> **PROBLEM TO SOLVE**: In the records below, locate the line containing "Note: for each instance of the illuminated", then output that line and all later lines exactly, through the last one.

> **RECORDS FOR THIS EXERCISE**:
----
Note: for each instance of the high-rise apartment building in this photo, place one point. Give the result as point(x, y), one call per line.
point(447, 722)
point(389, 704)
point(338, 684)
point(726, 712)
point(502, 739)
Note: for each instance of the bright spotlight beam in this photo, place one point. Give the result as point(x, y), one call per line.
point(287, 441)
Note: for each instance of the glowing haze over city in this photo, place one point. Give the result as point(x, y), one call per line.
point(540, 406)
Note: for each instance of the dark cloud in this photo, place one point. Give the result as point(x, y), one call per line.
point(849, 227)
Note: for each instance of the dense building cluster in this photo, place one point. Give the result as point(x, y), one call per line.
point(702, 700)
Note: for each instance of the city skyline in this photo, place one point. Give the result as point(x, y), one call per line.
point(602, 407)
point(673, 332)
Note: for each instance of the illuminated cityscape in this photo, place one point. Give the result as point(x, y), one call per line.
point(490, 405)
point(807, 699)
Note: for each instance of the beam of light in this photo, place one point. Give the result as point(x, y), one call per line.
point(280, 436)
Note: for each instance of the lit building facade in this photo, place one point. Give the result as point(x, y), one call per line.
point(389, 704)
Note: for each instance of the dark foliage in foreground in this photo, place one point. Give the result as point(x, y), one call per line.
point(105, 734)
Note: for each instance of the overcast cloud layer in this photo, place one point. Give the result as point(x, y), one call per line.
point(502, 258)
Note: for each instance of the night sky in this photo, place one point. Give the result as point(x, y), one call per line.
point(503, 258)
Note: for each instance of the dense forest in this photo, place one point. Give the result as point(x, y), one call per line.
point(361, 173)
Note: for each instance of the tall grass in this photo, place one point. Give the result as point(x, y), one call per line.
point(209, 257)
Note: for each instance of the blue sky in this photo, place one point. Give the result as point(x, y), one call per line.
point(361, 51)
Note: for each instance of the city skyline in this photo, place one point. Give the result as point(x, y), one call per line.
----
> **FINAL ANSWER**:
Note: for each instance of the illuminated cityscape in this photo, place one point. Give the result as point(x, y), one call per line.
point(490, 405)
point(807, 699)
Note: for each instance of the beam of light in this photo, place one point. Give the result as point(x, y), one call per line.
point(280, 436)
Note: for each instance of the lit building facade in this photo, place one point. Give the result as point(x, y), one call per line.
point(389, 704)
Note: for each instance of the dark foliage in foreground in this photo, place one point. Give the result as point(x, y), one call per line.
point(105, 734)
Note: for each instance of the overcast cloud layer in this photo, place one point. Give the result as point(x, y), one call per line.
point(502, 258)
Note: for each instance of the night sky in this photo, place one point. Give the result as point(x, y), one call per line.
point(503, 258)
Note: for each instance of the dense forest in this photo, place one point. Give the result as point(x, y), one call per line.
point(361, 173)
Note: for each instance of the tall grass in this photo, place one point. Give the result as point(x, y), one call per line.
point(209, 257)
Note: for each instance of the blue sky in this photo, place one point. Give the result as point(x, y), one call per line.
point(361, 51)
Note: for each instance of the city skyline in this photo, place one point. Give the result as point(x, y), one call per line.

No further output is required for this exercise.